== Exercise prompt ==
Your job is to restate each entry word for word.

Exercise materials Block Start

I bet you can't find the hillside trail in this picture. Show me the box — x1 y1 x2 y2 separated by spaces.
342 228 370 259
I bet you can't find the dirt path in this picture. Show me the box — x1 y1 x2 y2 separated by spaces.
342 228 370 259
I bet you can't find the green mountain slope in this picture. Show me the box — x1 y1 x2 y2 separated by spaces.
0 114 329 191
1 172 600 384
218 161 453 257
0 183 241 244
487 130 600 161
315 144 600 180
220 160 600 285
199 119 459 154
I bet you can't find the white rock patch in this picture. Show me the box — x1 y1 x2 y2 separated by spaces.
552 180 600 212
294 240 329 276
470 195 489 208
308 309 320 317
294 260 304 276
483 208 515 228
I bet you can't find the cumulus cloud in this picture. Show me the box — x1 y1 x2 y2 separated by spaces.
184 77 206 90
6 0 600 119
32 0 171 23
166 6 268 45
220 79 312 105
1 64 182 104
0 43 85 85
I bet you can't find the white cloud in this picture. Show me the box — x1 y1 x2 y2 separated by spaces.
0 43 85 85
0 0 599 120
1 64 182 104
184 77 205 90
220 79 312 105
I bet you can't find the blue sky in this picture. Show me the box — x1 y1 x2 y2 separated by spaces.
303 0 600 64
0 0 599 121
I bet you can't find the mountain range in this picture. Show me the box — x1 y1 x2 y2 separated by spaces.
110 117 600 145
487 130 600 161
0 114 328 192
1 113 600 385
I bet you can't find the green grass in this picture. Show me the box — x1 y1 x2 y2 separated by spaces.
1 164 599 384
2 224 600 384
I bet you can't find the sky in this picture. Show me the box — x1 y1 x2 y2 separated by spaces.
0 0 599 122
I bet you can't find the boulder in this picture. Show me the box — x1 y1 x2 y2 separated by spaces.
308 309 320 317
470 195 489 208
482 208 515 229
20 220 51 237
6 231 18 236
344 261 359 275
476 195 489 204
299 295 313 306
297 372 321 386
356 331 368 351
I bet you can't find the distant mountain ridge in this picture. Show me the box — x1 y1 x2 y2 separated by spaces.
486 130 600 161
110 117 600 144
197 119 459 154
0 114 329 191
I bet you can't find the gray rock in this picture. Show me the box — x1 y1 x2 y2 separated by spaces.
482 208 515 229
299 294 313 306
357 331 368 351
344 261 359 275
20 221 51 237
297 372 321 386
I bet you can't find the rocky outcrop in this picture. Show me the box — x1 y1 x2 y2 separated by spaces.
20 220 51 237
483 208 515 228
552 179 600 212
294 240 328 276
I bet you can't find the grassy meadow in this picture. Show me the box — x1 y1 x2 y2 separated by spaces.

Exercise materials Block End

== Finished task ==
I bet you can't find the hillside trail in this picture. Show me the box — x1 y1 x2 y2 separated by spaces.
342 228 370 259
I bet you can't find the dirt path in this picture. Show me the box — x1 y1 x2 y2 separated by spaces.
342 228 370 259
I bet you can't find the green mountain slope in this picture. Show me the box — x1 y1 x2 y2 separated by spaces.
0 114 329 191
1 172 600 384
218 161 453 257
0 183 241 244
487 130 600 161
315 144 600 180
220 160 600 285
199 119 459 154
I bet you can't find the white rock patch in this picture. Show me the box — x1 y1 x2 y2 separated by spaces.
552 180 600 212
294 240 329 276
470 195 489 208
308 309 320 317
294 260 304 276
483 208 515 228
I bet you can't find the cumulus cloud in this picture. Show me the box — x1 y1 x2 y2 separated by spaces.
184 77 206 90
6 0 600 119
32 0 171 23
166 6 268 45
220 79 312 105
1 64 182 104
0 43 85 85
I bet you can't find the white cloud in this picture. Show me the box — x1 y1 x2 y2 separated by spaces.
0 43 85 85
0 0 599 120
1 64 182 104
184 77 205 90
220 79 312 105
I bet you can't find the blue sky in this picture. Show me the box — x1 y1 x2 y2 separated by spaces.
303 0 600 64
0 0 599 121
I bet you can't find the mountain range in this picture. Show me the box — x1 y1 x2 y2 separated by spaces.
110 117 600 145
487 130 600 161
0 114 328 192
1 113 600 385
I bet you can't find the green grass in this picture. Show me the box — x1 y1 x2 y2 separated by spaces.
1 164 599 384
2 224 600 384
I bet you can't find the sky in this picture. Show me the box — x1 y1 x2 y2 separated by spaces.
0 0 599 122
I bet you can't find the boulder in this picture. Show me the box — x1 y1 x2 y2 separated by spaces.
308 309 320 317
470 195 489 208
482 208 515 229
20 220 51 237
6 231 18 236
344 261 359 275
476 195 489 204
299 295 313 306
297 372 321 386
356 331 368 351
I bet you can't find the distant mountain ridge in this picture. Show me the box — x1 y1 x2 y2 separated by spaces.
486 130 600 161
110 117 600 144
197 119 459 154
0 114 329 191
I bet you can't find the gray rock in this picture. Show me the box — x1 y1 x2 y2 separated by spaces.
482 208 515 229
299 294 313 306
357 331 368 351
344 261 359 275
20 221 51 237
297 372 321 386
I bet you can't find the rocky outcrop in this picture. Show me the box — x1 y1 x2 y2 separated by spaces.
20 220 51 237
483 208 515 228
552 179 600 212
294 240 328 276
I bet you can't find the grassy meadow in this picture. Show me the box — x1 y1 x2 y2 separated by spaces.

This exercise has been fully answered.